Bounding-box records
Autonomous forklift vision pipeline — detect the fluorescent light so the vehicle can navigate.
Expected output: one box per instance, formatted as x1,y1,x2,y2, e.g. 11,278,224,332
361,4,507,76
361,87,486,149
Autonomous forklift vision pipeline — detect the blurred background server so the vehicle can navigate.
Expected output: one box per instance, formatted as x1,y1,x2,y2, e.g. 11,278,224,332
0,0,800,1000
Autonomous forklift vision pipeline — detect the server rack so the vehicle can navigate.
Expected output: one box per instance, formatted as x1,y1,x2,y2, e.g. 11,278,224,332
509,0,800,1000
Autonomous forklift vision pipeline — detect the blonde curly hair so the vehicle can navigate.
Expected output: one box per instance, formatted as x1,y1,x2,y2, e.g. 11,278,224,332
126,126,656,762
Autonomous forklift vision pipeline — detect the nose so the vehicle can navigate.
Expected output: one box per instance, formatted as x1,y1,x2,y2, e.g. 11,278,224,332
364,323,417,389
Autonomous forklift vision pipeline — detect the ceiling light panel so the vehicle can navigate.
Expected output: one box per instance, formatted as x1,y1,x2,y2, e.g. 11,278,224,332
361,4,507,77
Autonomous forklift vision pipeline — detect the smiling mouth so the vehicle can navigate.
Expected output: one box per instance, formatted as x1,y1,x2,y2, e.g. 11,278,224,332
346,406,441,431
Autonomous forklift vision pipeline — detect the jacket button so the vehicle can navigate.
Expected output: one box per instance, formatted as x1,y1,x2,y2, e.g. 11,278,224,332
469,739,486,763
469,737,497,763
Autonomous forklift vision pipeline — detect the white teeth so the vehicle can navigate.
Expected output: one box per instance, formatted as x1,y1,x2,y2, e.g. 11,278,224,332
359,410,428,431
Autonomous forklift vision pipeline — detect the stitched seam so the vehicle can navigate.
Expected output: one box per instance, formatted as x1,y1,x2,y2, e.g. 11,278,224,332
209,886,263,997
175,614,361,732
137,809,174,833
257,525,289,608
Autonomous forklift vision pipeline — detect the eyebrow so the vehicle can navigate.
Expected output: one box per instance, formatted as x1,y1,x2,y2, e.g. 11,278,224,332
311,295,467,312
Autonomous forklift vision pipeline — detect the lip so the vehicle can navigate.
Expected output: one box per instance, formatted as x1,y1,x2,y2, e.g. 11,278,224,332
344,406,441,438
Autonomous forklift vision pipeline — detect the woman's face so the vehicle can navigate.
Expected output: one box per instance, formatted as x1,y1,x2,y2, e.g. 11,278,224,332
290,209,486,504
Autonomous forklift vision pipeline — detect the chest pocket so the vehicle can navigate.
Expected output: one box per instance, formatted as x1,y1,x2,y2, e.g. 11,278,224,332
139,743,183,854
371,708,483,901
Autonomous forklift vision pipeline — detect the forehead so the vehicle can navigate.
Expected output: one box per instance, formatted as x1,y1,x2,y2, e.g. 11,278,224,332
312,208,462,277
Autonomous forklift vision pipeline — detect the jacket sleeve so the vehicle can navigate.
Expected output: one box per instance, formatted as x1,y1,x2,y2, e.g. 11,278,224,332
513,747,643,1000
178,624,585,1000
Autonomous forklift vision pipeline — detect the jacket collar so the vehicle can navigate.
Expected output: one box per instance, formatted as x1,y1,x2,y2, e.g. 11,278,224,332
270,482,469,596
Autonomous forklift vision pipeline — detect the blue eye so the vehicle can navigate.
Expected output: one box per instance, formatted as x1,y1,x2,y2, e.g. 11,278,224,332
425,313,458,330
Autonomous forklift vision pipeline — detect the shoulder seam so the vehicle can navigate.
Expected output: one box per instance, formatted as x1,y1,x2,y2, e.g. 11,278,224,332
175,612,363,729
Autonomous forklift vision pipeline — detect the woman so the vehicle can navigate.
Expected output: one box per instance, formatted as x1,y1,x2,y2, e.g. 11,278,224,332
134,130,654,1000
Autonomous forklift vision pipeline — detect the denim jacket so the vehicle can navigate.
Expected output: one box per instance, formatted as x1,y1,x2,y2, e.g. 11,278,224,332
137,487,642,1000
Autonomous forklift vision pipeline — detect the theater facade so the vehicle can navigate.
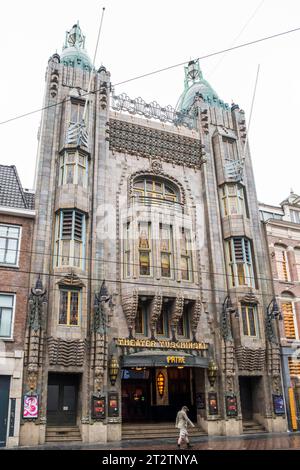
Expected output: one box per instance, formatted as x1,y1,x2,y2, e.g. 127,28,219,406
20,24,286,445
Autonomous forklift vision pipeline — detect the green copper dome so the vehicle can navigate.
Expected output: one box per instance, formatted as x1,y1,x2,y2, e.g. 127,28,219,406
176,60,229,111
60,23,92,70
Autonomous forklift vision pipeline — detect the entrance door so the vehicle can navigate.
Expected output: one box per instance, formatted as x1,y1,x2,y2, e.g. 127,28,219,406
47,374,78,426
239,377,253,421
0,375,10,447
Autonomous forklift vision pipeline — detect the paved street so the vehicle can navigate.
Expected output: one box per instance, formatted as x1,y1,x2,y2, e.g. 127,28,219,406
6,433,300,451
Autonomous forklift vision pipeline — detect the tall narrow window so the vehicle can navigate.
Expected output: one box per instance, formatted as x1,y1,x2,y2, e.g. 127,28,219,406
221,184,248,216
242,304,259,336
56,209,85,269
59,289,80,326
0,294,15,338
70,100,85,124
124,222,130,277
275,245,290,281
290,210,300,224
180,228,193,281
135,302,147,335
0,224,21,266
294,248,300,281
281,302,297,339
177,304,190,338
222,137,238,161
59,151,88,188
159,224,173,277
156,302,170,337
138,222,151,276
227,237,255,287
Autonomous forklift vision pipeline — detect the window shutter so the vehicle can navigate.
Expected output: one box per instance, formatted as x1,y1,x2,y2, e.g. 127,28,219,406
62,211,73,238
289,357,300,376
282,303,296,339
74,211,83,240
233,238,244,262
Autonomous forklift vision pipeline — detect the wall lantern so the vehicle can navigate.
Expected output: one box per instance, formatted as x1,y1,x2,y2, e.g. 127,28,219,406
108,356,120,385
207,360,218,387
156,372,166,398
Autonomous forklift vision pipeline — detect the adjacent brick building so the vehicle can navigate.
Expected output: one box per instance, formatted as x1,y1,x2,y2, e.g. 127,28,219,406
21,25,286,444
259,191,300,431
0,165,35,447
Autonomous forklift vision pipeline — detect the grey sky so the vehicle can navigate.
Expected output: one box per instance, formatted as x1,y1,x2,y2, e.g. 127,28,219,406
0,0,300,204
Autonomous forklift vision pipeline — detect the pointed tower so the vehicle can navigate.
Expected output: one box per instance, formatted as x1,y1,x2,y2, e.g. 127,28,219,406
21,23,110,445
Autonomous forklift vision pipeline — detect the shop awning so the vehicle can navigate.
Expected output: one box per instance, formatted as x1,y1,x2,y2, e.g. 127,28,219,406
120,350,209,368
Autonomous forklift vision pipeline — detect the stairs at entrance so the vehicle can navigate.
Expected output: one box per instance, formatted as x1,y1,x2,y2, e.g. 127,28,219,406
122,423,206,440
243,421,267,434
46,426,81,442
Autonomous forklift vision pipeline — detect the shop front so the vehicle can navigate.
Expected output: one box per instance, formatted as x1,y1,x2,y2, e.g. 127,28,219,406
121,350,208,423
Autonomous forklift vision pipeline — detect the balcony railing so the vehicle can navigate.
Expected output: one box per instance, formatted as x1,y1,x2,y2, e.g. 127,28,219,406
131,195,184,213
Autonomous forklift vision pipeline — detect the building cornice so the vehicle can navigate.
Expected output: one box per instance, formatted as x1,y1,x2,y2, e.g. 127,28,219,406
0,206,35,219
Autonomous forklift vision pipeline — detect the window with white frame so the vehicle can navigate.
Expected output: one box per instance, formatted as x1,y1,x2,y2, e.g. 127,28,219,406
290,209,300,224
56,209,86,269
159,224,173,278
241,303,259,337
0,293,15,338
59,150,88,188
275,245,290,281
70,99,88,124
180,228,193,281
0,224,21,266
222,137,238,161
226,237,255,287
123,222,131,277
221,184,248,216
138,222,151,276
58,288,81,326
294,248,300,281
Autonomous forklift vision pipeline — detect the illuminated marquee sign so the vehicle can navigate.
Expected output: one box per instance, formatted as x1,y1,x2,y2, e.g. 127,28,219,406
115,338,208,351
167,356,185,364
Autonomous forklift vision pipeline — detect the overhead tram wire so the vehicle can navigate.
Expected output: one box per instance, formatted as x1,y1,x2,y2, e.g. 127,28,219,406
0,248,286,282
0,27,300,125
1,270,272,303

### Aim
Update the stretch from the start of the records through the line containing "0,0,800,1000" by replacing "fluorescent light" with "overhead lamp", keeping everything else unchanged. Return only those lines.

### Result of the exercise
Autonomous forklift vision pipeline — detect the overhead lamp so the vehicle can navigate.
Expected output: one box per instance, formatted as x1,y1,x2,y2, e.g. 11,278,224,332
361,4,507,76
361,87,486,149
Autonomous forklift vision pipeline — detect the blurred background server so the vehicle can navigate.
Expected output: one box per instance, formatted as x1,y1,x2,y2, e.g. 11,278,224,332
0,0,800,1000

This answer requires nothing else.